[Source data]
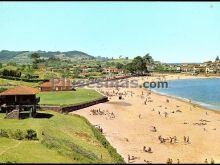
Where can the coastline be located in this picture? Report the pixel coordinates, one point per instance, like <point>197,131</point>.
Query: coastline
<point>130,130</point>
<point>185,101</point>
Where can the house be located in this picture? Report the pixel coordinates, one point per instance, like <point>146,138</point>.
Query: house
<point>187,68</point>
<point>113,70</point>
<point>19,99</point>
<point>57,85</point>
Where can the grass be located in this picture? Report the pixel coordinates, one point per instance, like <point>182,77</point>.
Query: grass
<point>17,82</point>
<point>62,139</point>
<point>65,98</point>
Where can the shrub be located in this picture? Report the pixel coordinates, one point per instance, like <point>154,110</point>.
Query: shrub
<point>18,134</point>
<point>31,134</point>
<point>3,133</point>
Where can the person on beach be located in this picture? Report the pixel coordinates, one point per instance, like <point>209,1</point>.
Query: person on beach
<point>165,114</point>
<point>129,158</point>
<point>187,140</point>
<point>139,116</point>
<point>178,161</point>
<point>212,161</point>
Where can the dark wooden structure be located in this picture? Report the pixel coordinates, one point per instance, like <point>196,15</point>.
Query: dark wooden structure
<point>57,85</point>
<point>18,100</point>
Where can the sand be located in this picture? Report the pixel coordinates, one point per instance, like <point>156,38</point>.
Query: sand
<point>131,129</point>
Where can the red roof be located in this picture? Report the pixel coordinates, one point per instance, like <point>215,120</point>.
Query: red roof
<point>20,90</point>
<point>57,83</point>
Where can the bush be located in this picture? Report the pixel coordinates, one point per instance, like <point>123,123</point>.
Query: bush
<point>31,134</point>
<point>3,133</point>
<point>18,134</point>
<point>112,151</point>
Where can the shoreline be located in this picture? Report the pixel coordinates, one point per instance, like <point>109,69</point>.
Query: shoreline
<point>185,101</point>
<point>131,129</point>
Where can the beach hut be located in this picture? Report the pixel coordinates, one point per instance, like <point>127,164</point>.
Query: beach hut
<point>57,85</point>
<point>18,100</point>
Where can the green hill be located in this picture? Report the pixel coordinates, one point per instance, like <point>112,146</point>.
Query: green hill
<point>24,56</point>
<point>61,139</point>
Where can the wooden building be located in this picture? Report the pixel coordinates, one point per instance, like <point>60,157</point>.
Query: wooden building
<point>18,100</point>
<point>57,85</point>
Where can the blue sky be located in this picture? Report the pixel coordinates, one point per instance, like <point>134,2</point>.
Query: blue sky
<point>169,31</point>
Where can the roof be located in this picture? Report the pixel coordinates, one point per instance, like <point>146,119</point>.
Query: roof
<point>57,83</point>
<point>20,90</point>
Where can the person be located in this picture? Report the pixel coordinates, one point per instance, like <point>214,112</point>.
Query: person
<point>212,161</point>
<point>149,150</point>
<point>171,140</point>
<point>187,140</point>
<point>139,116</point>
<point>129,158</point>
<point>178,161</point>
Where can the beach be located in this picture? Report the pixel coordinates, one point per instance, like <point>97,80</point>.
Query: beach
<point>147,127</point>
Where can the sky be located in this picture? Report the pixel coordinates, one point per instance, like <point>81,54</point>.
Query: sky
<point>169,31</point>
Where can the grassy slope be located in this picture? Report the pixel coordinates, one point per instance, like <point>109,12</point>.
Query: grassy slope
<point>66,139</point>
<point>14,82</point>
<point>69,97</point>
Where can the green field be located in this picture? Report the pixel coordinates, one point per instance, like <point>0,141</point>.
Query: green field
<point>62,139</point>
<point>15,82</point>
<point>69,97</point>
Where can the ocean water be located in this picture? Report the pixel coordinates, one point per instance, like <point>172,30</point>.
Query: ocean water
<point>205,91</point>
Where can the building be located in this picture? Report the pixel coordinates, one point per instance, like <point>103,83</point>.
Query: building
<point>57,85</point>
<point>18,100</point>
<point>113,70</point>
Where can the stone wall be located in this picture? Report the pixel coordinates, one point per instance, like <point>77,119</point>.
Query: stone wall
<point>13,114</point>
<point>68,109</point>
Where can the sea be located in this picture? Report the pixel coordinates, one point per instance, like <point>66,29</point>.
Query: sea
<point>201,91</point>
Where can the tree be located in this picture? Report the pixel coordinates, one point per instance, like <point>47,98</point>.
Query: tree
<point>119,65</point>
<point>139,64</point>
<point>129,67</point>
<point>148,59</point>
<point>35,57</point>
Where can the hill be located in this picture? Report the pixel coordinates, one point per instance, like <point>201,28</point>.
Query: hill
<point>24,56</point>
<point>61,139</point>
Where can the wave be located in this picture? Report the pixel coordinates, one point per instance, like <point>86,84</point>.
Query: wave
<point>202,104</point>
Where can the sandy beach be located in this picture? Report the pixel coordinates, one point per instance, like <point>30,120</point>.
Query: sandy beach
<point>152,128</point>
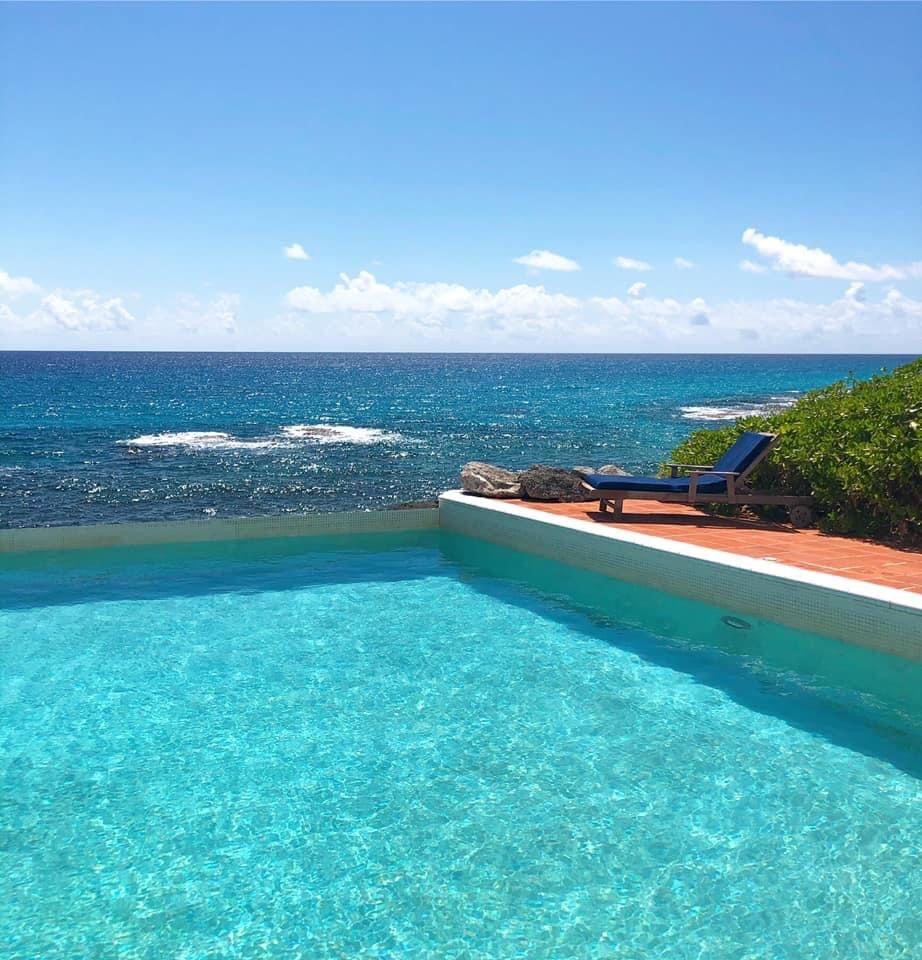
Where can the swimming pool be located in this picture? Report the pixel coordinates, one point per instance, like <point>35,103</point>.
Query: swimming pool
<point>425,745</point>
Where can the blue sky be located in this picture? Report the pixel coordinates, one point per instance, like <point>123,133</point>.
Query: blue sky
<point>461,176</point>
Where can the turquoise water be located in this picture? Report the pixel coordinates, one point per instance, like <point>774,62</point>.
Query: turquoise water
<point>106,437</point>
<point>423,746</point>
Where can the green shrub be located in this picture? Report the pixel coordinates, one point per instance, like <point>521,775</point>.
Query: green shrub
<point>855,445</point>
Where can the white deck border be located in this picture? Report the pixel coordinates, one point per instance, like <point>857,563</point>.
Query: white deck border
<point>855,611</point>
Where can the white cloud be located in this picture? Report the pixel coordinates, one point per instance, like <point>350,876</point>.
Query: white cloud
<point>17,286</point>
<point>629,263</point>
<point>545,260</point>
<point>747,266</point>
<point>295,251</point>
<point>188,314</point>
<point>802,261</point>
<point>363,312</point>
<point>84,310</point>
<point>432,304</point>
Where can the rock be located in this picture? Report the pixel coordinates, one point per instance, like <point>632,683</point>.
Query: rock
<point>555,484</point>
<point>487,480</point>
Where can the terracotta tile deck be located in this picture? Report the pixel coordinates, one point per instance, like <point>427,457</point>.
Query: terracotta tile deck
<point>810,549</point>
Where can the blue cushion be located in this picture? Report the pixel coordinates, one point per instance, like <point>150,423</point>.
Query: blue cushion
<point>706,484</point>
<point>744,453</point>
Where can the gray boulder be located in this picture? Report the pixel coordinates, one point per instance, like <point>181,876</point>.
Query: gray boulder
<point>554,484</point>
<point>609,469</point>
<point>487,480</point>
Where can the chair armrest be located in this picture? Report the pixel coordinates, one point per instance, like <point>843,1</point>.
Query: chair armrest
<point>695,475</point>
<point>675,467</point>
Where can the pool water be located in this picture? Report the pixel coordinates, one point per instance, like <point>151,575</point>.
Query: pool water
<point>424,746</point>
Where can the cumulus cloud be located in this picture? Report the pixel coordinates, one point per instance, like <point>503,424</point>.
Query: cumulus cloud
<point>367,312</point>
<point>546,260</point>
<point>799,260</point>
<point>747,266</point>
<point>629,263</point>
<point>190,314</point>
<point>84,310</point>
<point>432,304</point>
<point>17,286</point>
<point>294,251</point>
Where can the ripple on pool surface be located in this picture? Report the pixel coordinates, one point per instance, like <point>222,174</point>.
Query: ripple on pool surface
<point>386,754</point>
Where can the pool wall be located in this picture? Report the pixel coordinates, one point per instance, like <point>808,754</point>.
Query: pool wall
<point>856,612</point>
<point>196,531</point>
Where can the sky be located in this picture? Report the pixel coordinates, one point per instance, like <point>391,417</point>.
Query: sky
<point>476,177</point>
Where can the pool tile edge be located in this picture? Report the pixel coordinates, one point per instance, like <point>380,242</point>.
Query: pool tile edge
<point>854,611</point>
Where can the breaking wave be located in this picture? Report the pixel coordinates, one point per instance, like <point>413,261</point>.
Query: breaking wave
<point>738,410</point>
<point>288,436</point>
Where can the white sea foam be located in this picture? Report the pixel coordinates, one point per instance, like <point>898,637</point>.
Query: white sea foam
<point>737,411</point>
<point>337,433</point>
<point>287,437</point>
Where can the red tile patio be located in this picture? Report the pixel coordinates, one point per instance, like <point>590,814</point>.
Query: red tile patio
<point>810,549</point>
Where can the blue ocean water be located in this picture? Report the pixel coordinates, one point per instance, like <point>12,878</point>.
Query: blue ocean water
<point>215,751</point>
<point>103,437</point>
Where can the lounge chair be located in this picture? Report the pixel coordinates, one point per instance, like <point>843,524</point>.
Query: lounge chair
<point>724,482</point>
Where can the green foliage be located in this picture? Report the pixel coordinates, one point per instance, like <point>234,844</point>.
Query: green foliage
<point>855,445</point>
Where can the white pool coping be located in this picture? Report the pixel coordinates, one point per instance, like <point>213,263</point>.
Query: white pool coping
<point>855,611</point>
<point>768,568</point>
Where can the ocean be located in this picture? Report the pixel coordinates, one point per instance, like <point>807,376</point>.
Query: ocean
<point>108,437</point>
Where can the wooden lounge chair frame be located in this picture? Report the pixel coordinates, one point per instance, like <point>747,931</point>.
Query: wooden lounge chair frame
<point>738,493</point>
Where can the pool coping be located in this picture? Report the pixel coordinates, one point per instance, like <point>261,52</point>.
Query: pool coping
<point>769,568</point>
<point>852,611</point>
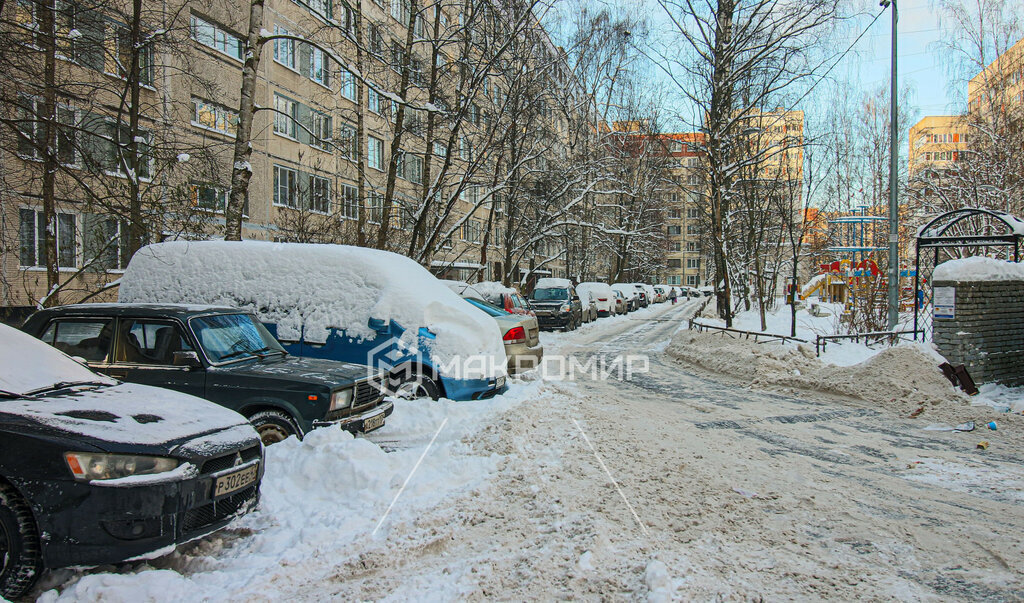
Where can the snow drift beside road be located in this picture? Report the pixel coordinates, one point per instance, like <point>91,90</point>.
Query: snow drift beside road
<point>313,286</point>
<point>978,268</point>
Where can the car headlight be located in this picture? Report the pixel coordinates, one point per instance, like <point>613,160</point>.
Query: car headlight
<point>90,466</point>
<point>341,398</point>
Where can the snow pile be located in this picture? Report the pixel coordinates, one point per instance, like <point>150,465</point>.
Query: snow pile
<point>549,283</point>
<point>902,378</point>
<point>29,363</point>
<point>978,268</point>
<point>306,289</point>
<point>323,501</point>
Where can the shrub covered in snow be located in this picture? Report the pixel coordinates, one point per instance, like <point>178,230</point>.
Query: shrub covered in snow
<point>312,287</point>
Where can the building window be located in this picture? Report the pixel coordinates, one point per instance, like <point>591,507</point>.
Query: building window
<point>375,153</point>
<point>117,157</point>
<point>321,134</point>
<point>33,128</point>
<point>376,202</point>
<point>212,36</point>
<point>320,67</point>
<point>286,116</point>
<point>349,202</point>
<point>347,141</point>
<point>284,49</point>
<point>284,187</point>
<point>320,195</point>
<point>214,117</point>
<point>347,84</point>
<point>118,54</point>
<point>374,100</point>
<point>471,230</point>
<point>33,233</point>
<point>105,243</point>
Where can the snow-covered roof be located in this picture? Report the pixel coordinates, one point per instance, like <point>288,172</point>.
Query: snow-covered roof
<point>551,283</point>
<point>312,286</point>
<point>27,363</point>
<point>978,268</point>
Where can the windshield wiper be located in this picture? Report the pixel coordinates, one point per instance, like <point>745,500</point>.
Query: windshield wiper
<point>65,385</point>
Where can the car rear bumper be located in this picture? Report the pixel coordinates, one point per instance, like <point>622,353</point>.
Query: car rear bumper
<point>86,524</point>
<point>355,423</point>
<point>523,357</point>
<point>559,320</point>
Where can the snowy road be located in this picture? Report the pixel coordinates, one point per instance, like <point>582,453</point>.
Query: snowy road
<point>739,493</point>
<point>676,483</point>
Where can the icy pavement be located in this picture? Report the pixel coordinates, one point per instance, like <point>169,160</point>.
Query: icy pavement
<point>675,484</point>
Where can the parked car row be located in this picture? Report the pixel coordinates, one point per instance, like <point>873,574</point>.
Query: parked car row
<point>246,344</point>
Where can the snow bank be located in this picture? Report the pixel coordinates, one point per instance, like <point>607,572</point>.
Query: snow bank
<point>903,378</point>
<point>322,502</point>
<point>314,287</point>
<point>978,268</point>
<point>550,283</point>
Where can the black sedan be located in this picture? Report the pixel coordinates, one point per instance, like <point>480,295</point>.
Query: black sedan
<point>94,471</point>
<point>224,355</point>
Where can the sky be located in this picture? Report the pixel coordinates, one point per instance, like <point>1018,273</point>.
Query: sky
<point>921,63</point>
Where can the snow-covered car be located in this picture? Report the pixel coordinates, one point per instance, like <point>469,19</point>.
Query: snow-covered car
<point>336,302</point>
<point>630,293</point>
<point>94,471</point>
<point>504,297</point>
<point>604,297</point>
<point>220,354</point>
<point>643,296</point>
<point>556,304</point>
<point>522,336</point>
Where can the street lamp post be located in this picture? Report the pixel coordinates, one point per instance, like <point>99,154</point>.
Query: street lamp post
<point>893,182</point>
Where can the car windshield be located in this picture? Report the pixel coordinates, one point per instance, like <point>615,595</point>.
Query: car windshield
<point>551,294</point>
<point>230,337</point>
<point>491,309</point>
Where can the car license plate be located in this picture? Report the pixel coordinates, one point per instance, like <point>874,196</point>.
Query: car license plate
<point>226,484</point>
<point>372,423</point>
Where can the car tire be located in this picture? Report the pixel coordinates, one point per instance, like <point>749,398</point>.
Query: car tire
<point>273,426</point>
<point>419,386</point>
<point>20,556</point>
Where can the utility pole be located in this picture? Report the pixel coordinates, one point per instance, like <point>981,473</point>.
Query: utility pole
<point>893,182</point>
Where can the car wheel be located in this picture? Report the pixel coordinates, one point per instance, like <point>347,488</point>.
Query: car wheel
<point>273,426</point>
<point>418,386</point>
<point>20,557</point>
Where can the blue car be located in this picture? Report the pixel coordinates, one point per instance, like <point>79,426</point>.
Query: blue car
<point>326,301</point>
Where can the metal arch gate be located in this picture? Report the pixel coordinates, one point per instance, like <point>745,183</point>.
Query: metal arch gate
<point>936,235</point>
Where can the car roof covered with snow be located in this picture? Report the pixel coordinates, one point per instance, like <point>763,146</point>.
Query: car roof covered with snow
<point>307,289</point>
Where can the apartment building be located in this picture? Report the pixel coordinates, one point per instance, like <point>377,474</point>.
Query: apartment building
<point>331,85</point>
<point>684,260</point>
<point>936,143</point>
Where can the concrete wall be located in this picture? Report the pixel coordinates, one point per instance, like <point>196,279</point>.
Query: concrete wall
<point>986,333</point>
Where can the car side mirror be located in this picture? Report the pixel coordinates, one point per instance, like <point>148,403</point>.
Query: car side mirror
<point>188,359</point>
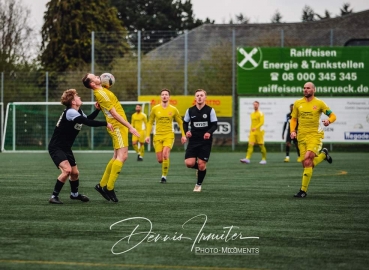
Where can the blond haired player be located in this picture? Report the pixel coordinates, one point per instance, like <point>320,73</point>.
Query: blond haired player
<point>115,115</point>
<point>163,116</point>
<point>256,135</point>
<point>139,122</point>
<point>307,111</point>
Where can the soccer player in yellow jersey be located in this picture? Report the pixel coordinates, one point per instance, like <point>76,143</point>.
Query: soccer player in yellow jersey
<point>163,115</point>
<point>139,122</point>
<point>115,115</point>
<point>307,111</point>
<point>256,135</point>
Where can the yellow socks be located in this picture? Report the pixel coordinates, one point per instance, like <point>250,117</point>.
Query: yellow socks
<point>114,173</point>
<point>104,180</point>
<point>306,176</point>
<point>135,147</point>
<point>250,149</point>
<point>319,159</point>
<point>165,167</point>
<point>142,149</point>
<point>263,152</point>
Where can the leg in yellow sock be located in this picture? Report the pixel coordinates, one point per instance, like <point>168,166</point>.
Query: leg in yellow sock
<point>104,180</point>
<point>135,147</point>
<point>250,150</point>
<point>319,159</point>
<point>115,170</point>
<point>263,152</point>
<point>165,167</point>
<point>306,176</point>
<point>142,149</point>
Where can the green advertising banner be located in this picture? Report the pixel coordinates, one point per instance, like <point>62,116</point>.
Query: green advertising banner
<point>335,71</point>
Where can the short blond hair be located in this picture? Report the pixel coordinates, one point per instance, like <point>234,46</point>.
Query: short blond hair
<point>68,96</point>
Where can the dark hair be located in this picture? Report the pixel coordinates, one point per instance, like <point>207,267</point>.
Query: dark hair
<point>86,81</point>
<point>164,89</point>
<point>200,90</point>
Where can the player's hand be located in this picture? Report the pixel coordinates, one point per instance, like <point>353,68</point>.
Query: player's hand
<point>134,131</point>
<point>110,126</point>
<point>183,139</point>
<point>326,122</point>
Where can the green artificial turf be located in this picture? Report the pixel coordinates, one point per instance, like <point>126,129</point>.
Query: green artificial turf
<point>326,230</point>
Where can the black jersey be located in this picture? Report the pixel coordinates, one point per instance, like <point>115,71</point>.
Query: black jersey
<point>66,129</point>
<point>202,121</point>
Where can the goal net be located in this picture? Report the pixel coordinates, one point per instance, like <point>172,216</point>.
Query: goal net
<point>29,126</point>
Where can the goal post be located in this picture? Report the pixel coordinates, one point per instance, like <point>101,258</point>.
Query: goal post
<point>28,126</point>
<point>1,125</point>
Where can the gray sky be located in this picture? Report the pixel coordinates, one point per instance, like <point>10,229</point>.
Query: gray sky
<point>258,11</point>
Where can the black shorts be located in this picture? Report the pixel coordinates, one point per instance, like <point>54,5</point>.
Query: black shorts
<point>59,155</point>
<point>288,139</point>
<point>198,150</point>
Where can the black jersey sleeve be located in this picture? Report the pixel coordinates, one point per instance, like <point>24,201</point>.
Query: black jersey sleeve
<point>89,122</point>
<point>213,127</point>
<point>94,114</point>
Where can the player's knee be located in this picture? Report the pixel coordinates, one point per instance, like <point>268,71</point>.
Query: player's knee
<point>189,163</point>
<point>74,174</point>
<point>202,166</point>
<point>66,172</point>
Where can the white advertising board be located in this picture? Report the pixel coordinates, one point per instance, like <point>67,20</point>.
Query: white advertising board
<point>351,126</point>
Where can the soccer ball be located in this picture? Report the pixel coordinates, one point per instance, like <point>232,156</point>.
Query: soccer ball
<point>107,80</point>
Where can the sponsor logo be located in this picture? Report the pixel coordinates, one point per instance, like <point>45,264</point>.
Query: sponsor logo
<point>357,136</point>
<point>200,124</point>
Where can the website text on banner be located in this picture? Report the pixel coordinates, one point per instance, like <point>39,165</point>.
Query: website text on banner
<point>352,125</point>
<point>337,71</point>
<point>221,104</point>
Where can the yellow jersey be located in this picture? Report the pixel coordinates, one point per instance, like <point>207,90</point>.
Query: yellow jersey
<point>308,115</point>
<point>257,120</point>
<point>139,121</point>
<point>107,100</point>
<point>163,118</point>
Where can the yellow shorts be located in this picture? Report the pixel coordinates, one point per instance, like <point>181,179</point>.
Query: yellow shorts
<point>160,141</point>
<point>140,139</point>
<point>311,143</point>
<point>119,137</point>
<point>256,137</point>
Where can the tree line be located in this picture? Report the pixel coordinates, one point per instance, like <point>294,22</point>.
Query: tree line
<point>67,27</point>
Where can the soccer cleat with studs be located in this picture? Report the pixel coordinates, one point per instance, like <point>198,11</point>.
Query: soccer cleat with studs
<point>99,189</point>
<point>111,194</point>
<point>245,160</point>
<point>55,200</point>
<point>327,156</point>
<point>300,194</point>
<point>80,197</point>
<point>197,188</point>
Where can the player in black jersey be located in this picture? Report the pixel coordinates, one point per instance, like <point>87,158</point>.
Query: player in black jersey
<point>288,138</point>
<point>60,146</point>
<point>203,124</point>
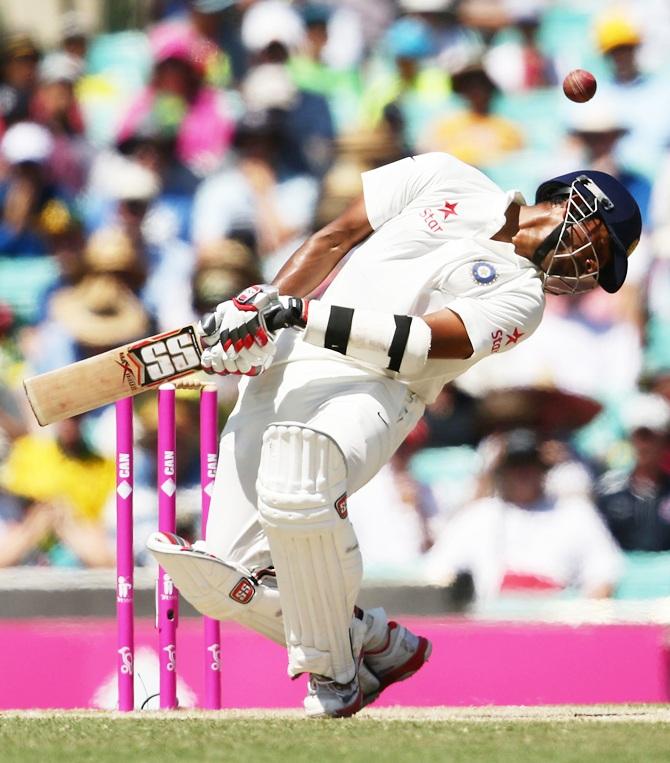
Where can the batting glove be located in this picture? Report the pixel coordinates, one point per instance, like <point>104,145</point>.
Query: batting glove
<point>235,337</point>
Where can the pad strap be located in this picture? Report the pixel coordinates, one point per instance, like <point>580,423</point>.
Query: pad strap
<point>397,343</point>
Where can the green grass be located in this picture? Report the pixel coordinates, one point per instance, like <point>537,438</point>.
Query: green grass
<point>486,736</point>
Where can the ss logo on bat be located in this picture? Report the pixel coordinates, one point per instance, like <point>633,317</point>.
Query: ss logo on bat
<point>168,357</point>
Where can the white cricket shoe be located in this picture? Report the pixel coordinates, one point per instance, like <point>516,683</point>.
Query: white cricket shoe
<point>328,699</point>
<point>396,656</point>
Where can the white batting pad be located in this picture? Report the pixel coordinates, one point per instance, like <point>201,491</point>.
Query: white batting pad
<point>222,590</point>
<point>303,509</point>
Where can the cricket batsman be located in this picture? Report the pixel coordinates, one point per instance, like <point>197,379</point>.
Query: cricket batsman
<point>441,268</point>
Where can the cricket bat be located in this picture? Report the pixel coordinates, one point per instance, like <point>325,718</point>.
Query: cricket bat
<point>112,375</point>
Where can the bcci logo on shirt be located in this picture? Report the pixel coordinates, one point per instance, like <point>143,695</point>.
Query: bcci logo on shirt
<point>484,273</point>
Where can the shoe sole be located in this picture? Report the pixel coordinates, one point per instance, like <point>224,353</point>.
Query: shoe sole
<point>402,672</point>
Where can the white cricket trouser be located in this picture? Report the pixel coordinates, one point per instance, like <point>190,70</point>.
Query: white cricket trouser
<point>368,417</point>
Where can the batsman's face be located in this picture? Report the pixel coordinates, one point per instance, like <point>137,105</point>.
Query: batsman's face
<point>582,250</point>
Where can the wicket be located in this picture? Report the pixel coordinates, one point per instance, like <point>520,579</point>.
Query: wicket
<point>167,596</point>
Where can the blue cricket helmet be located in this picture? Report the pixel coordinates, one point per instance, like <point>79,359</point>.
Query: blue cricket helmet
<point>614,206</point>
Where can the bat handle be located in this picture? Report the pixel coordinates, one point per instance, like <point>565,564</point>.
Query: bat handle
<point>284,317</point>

OBJECTIVE: Rescale the lines starting at the one containing "Where can the icy" and ending at the one containing "<point>372,423</point>". Reproduce every line, requests included, but multiply each answer point coordinate by 0.9 and round it to a whole number, rounding halves up; leave the requests and their sample coordinates unchanged.

ANSWER FOR THIS EXERCISE:
Where can the icy pavement be located in this picture? Report the pixel coordinates, one point per instance, like <point>169,160</point>.
Query: icy pavement
<point>608,436</point>
Where can the parked car row be located in this picture? Report the pixel coordinates, one point per instance, like <point>873,574</point>.
Query: parked car row
<point>221,310</point>
Where can the snow bank be located in this picture? Report the pixel coordinates, one point per instance, like <point>607,572</point>.
Query: snow bank
<point>813,340</point>
<point>290,452</point>
<point>283,258</point>
<point>880,241</point>
<point>495,255</point>
Where can the black sedan be located in this picture? Report the pixel coordinates, one point per instance, like <point>480,295</point>.
Query: black sedan
<point>85,424</point>
<point>202,320</point>
Where can the sky be located in this picture? Report the pixel coordinates, one point per instance, like <point>1018,273</point>.
Query: sky
<point>829,57</point>
Where can the snow-covered car be located in this picture? Report the pixel coordinates, one point per instance, like <point>469,19</point>.
Query: snow-covered car
<point>302,272</point>
<point>567,264</point>
<point>85,424</point>
<point>454,267</point>
<point>544,267</point>
<point>198,319</point>
<point>579,266</point>
<point>500,274</point>
<point>470,302</point>
Where can the street lamp post be located in this picture? Report the pixel coordinates, one point per instance, like <point>99,154</point>.
Query: street lamp post
<point>804,164</point>
Where can the car windshield be located in this picture? Report the pixel coordinates, one point per instance, like <point>615,595</point>.
Query: car windshield
<point>496,265</point>
<point>207,303</point>
<point>442,278</point>
Where can the car license plate be located in this picture? Report the pixel coordinates, one point per instance, like <point>874,196</point>.
Query: car license plate
<point>203,436</point>
<point>335,381</point>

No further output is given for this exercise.